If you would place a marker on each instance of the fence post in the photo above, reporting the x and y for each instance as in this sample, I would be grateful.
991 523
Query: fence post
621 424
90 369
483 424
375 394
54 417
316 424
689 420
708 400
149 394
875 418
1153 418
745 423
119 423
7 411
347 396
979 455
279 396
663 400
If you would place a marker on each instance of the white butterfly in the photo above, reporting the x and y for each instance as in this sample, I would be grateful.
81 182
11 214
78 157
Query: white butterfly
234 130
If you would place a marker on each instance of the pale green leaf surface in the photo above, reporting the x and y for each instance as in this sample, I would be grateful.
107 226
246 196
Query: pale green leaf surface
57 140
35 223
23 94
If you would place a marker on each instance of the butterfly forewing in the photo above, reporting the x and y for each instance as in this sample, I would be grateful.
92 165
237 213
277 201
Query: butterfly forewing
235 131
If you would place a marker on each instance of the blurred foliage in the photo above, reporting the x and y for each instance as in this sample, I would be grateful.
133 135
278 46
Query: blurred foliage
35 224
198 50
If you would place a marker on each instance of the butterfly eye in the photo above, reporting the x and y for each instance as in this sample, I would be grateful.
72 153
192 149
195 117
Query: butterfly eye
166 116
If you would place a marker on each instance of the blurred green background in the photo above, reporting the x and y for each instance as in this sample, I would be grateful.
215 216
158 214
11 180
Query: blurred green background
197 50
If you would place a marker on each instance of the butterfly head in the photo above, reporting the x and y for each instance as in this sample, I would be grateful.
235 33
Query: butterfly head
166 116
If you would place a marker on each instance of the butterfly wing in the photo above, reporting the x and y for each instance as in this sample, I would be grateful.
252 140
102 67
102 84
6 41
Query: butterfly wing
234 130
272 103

....................

## THE PROBLEM
Restate the material above word for word, leaving nothing out.

## ANSWER TO THIS EXERCISE
If you would place a marker on each instance of the fence post in the photo above, reporting the x and y for each instance as in this sample, I would be grateful.
991 523
Query: fence post
621 424
90 369
483 424
375 394
54 417
316 424
689 420
708 400
149 394
875 418
1153 418
745 423
119 423
7 411
347 396
979 455
279 396
663 400
If you would place a marker on each instance of the white butterfly in the photo above, reporting the x and y for each instance as in this sample, I would be grateful.
81 182
11 214
78 157
Query: white butterfly
234 130
If you would place a marker on each instance of the pale green leaf surface in the photo above, reporting the x and y for each instance as in this sample, I would be grateful.
107 226
246 196
Query: pale green leaf surface
57 140
35 223
23 94
If you would place a marker on each instance of the butterfly forewing in the photo above, reporting the x and y for each instance as in this sample, I would be grateful.
92 165
237 213
277 201
Query: butterfly forewing
235 131
If you would place a marker on each instance of the blurred foliage in the photo above, reporting the x and y for each instance as in this sample, I would be grateful.
133 135
278 46
Query: blurred foliage
35 224
198 50
If you would place a marker on each instance of the butterfly eye in the photo above, reporting the x and y for each instance as in this sample, I would be grateful.
72 153
192 149
195 117
Query: butterfly eye
166 116
If you would place a marker on each instance of the blurred green background in the photo above, reporting the x and y for each instance as in this sample, I would be grateful.
215 216
158 214
11 180
Query: blurred green background
197 50
If you would place a marker on each instance of the butterfly head in the photo above, reporting the x and y for each instance as in this sample, I would be grateful.
235 33
Query: butterfly head
166 116
If you would place a marker on each instance of the butterfly wing in the photo above, reporting the x and y for each instance as in this sample, I would be grateful.
252 140
102 67
102 84
6 41
Query: butterfly wing
234 130
272 103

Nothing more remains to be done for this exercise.